- What to do -
What you need to produce from the material below is an exact transcription of the lines from the one with "Target: blue rain jacket." through the one with "Target: man.", both included, and no other line.
[[ Data provided, beginning ]]
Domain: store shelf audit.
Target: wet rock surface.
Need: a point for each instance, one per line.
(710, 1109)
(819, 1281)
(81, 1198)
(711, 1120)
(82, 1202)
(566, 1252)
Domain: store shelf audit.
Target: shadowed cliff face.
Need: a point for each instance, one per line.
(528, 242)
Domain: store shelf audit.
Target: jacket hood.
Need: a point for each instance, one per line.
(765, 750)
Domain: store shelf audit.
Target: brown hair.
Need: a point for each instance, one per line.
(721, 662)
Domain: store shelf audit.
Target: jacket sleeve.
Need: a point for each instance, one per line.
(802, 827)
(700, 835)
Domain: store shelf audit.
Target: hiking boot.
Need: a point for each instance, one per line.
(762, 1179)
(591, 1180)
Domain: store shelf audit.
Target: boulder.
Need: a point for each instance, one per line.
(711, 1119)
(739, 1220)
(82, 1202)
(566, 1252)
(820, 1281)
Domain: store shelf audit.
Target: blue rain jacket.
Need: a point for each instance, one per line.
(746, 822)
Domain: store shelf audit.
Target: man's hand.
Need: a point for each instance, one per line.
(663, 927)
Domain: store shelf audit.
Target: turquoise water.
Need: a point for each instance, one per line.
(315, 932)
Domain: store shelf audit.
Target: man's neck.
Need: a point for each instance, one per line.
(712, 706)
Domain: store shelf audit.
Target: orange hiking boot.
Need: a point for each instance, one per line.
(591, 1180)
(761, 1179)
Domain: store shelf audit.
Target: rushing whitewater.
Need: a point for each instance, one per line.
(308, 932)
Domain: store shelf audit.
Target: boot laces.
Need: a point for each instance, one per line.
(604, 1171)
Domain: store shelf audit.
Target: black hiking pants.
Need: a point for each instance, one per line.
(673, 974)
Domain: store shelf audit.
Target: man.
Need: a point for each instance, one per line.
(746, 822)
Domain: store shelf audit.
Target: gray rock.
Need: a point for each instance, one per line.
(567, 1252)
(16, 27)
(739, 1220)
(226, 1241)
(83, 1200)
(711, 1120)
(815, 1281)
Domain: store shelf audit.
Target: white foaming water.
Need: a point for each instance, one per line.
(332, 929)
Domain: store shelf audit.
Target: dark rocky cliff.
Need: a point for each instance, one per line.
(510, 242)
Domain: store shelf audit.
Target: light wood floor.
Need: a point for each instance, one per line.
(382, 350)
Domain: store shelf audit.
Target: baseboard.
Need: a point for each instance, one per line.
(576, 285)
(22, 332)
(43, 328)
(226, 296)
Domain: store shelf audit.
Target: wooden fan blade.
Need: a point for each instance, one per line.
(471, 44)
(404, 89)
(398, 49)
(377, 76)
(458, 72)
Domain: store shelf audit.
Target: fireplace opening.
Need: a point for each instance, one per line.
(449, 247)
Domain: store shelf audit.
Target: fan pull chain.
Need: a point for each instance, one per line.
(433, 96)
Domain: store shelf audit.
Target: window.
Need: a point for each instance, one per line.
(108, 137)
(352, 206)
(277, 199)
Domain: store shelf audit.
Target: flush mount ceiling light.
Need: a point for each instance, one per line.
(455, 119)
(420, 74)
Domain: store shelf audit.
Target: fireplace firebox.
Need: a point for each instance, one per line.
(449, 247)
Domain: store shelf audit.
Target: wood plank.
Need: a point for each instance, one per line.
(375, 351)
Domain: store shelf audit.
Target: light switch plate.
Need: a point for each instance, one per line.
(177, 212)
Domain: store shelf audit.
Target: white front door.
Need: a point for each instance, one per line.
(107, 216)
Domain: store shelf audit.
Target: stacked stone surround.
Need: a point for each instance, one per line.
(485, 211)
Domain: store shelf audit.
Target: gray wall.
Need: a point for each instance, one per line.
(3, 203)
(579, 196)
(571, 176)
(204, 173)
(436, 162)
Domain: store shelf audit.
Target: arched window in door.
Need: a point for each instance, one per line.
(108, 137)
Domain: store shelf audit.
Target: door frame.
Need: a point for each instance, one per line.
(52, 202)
[[ Data provided, end ]]
- Reply to the task -
Target: blue rain jacket.
Need: a point for each instance, one per line.
(746, 822)
Domain: store shelf audit.
Target: man's hand.
Need: a point for each instance, one per line.
(663, 927)
Domain: store shelf audit.
Target: turquoise water.
Need: a point for each instance, one per line.
(315, 932)
Domain: store shelf audit.
Target: man's neck.
Need: a point for each instance, one per line.
(712, 706)
Domain: store shelf audit.
Target: orange hiking boot.
Need: a point for each instance, one per line.
(591, 1180)
(761, 1179)
Domain: store shelf audit.
Target: rushing whitewater.
Need: a point for each instance, one per line.
(308, 932)
Domain: store shelf audit.
Target: boot laces.
Need: a point for each instance, one per line.
(604, 1171)
Domain: store shelf audit.
Target: black hiking pants.
Need: a point for each instance, one per line.
(673, 974)
Domain: store shelf audit.
Target: man.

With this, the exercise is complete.